** Texte fourni **
☆ ☆ ☆ ☆
Pour changer de registre qu’est-ce que la situation actuelle (COVID 19) vous inspire ?

Nous ne sommes que peu de chose, ainsi commençait la chronique un journaliste belge pour faire le tableau du monde face à cette pandémie de covid19.

Et je partage entièrement ce point de vue ; pour la première fois, nous sommes tous égaux face au covid19, riche comme pauvre, footballeur comme supporteurs, homme politique comme citoyen lambda, star planétaire comme inconnu, pays développé comme pays sous-développé.

Ce qui montre si besoin en était, qu’il faut toujours faire preuve d’humilité et savoir que rien n’est acquis à l’avance.

Soyons humbles !

J’imagine que vous-aussi vous êtes impacté (COVID-19) ?

Oui, j’habite dans une zone confinée.

Quelles leçons peut-on en tirer (COvid-19) ?

D’abord, je reste convaincu que cette malheureuse situation est le résultat d’un manque de leadership international.

En effet, aucune personnalité publique n’est capable aujourd’hui d’incarner le leadership international pour réunir les chefs d’Etats afin de discuter des défis internationaux.

Un leader avec une vision aurait dés le départ de l’épidémie à Wuhan convoqué un sommet international sur la question sanitaire afin de maitriser, limiter et endiguer le virus en chine.

Cependant « Quand le malheur ne serait bon qu’à mettre un sot à la raison, toujours serait-ce à juste cause, A quelque chose malheur est bon ! », disait Jean de la Fontaine.

Sur ce, je pense qu’il faudrait profiter du coronavirus pour repartir sur de nouvelles bases, un ordre international nouveau pour reprendre le Président de la République, Son Excellence, Monsieur Macky SALL, un ordre basé sur l’humanisme et l’éthique dans la coopération internationale.

A ce propos, le diplomate et non moins ancien Secrétaire d’Etat américain, Henry Kissinger se posait la question suivante : le nouvel ordre mondial se fera par le chaos ou par notre propre intelligence.
☆ ☆ ☆ ☆
** Activités **
[A] Indiquez si chacune de ces affirmations concorde avec le texte sur le COVID-19 en répondant par oui ou par non et en citant les mots décisifs du texte : (i) La personne interrogée vit dans une zone confinée. (ii) La phrase « A quelque chose malheur est bon ! » est attribuée à Henry Kissinger. (iii) Selon la personne interrogée, la situation découle d’un manque de leadership international.
[B] Reprenez le texte sur le COVID-19 là où il s’arrête et poursuivez-le.

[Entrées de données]
☆ ☆ ☆ ☆
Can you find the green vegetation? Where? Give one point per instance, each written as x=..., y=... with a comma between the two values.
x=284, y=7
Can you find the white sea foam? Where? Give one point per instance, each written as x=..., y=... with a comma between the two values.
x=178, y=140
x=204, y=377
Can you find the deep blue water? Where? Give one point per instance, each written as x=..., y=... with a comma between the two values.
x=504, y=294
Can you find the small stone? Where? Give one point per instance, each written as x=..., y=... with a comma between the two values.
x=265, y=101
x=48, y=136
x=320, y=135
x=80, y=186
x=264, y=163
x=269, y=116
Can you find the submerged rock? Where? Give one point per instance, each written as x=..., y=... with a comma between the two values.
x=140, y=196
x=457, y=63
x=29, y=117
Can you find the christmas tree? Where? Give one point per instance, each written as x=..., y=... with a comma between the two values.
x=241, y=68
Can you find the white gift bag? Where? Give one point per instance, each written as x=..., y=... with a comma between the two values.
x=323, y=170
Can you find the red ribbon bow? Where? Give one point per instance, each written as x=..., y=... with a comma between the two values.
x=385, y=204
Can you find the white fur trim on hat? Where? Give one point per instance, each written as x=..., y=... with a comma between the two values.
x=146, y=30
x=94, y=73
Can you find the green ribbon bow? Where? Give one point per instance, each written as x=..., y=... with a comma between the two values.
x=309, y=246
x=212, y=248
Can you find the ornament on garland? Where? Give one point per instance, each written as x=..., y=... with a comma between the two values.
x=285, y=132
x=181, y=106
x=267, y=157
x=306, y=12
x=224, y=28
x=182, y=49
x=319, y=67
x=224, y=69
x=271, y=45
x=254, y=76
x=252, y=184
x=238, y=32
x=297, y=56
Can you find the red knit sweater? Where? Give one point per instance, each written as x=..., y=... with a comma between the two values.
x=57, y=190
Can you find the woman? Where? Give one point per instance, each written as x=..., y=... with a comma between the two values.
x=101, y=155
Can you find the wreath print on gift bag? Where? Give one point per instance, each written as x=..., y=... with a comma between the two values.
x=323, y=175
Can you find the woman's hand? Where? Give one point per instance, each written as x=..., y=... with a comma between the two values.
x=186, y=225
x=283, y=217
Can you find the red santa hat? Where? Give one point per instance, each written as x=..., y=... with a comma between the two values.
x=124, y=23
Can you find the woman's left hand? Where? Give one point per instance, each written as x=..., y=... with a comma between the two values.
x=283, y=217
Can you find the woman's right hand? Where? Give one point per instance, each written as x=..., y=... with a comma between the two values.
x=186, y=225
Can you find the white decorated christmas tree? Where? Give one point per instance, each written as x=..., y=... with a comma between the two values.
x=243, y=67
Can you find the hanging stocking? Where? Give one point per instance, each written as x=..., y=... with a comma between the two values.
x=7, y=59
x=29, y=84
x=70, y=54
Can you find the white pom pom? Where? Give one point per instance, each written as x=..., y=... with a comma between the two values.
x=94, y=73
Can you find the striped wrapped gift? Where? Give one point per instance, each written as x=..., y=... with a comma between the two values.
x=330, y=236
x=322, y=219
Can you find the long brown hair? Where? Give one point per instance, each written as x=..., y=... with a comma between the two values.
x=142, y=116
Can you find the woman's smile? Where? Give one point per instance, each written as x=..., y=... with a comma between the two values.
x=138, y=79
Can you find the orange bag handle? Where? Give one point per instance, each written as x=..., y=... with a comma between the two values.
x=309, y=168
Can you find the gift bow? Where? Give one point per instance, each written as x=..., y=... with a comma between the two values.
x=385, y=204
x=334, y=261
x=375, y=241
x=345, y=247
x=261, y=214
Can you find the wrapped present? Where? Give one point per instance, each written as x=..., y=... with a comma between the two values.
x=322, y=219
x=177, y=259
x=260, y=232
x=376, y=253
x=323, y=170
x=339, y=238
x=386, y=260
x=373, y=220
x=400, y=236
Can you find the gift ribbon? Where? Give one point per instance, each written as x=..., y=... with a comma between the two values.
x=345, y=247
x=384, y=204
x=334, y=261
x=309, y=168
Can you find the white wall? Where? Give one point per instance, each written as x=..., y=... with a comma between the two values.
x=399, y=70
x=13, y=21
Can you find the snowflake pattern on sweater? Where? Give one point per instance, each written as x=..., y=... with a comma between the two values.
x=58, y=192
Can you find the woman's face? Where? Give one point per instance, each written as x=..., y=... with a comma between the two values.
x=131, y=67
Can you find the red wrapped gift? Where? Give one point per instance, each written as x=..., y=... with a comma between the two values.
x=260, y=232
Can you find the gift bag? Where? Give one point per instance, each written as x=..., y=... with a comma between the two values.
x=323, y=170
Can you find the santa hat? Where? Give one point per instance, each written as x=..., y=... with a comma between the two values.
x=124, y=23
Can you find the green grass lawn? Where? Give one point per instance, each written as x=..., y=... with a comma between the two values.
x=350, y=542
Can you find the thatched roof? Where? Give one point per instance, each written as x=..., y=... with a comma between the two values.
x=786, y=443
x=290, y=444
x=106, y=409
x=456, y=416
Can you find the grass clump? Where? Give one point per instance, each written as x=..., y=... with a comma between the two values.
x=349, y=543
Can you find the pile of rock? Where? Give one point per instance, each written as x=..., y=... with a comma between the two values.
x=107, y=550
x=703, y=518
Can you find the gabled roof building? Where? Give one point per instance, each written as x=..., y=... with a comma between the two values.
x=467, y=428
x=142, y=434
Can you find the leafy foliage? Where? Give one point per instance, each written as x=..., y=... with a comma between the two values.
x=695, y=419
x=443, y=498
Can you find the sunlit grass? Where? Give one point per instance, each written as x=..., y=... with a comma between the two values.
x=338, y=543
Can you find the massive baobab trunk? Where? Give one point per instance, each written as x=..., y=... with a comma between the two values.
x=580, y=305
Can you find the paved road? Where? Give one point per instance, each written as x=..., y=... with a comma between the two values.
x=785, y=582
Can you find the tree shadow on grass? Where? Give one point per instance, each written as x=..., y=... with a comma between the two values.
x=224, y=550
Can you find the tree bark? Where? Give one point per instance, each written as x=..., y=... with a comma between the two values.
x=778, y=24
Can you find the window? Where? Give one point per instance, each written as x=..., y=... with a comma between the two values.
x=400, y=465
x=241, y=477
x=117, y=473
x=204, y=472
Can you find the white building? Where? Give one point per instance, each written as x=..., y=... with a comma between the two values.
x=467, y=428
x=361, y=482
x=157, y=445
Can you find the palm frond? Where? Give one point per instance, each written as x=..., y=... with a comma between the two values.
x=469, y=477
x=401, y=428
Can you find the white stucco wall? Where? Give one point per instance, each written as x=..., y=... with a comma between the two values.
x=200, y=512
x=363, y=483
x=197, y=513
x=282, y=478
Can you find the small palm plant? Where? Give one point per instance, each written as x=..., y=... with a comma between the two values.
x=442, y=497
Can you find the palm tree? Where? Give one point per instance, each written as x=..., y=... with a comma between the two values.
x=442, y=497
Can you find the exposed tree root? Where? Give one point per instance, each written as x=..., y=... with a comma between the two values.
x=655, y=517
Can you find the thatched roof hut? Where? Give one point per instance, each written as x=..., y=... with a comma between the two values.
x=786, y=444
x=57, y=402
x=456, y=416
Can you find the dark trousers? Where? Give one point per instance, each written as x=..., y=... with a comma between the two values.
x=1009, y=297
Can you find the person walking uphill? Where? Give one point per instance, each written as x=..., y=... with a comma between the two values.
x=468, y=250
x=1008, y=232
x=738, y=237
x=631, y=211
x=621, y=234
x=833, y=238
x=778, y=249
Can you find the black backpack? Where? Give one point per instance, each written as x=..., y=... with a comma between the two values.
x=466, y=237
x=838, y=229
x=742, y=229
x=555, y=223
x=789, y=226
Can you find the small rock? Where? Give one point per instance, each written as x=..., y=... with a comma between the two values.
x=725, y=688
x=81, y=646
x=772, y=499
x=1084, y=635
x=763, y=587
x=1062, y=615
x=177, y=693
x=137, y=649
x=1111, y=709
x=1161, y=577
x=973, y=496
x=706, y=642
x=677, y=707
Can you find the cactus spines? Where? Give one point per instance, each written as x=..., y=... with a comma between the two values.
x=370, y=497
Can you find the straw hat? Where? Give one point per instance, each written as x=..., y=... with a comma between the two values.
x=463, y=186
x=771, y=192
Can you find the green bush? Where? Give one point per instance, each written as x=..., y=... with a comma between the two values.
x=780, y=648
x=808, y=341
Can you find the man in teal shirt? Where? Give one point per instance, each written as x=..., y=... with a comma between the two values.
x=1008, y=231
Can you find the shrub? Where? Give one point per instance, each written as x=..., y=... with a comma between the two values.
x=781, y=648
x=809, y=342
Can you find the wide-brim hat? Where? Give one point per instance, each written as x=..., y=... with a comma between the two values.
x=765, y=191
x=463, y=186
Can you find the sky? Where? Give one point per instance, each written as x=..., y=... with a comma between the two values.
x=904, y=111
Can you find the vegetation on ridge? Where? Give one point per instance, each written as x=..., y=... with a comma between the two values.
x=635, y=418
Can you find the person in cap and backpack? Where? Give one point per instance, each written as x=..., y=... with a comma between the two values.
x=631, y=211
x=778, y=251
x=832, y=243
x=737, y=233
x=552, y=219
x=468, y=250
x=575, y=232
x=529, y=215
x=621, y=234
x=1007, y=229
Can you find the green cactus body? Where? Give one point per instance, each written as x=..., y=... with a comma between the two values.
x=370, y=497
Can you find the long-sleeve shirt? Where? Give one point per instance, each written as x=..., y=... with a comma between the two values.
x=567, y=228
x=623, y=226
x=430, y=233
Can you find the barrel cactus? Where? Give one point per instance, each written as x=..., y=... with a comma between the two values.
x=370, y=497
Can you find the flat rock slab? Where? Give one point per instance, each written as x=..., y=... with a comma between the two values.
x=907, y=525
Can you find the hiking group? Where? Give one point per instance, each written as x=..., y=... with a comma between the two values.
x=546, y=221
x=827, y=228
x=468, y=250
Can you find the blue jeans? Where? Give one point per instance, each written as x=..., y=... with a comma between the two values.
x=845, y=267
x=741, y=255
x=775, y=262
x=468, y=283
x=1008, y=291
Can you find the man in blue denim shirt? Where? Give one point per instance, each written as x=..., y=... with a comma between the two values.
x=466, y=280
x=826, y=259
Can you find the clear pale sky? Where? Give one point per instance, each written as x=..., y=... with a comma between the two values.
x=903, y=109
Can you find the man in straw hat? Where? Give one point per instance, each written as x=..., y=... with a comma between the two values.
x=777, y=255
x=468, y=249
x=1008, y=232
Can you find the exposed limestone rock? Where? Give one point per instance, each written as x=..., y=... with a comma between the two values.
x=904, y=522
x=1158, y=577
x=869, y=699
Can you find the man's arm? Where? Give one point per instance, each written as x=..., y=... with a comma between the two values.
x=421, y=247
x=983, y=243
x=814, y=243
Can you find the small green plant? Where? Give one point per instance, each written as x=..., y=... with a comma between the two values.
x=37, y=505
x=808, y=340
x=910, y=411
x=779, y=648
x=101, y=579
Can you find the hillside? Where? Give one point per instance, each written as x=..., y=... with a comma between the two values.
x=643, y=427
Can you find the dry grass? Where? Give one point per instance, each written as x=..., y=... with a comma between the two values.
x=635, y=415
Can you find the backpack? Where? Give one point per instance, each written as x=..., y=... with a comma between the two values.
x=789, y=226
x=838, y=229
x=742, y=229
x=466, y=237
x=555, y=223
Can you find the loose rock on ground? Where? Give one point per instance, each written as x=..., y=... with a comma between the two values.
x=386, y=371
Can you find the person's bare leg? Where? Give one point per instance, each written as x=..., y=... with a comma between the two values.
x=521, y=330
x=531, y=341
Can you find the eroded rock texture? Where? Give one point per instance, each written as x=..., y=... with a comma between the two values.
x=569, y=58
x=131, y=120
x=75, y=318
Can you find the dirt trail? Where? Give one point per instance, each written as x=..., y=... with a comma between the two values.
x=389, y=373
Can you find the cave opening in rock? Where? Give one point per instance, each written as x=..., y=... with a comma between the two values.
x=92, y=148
☆ ☆ ☆ ☆
** Liste des réponses **
[A]
(i) Oui : « Oui, j’habite dans une zone confinée. »
(ii) Non : « disait Jean de la Fontaine »
(iii) Oui : « cette malheureuse situation est le résultat d’un manque de leadership international »

[B]
En effet, Il a fallu la guerre des 30 ans pour que les Etats se mettent autour d’une table afin de signer le traité de paix de Westphalie en 1648, traité qui permettait au monde de repartir sur une nouvelle base à savoir, le respect de la souveraineté entre les Etats.

Ainsi, partant sur ce principe, peut-on considérer le chaos sanitaire du coronavirus comme la base du nouvel ordre mondial ?

A cette question, mon côté pessimiste répondra par la négative car depuis longtemps chaque crise a nourri de l’espérance d’une prise de conscience collective mais il suffit de la résoudre pour qu’au lendemain, on recommence nos habitudes.

Mon coté optimiste pense inéluctablement qu’on basculera vers un nouvel ordre mondial.

En effet, cette crise a bouleversé la normalité.

En l’espace de quelques semaines, on a assisté, à la remise en cause de la solidarité au sein de l’Union Européenne, à une interrogation sur l’efficacité des Organisations internationales, l’OMS en particulier, à la récession économique, au duel à distance entre les USA et la Chine, sans évoquer la limitation des libertés individuelle dans des pays dits démocratiques.

Tous ces évènements montrent qu’il y’aura forcément un après covid19.

Et j’espère que mon côté optimiste aura raison de nous.

« …je pense qu’il faudrait profiter du coronavirus pour repartir sur de nouvelles bases… »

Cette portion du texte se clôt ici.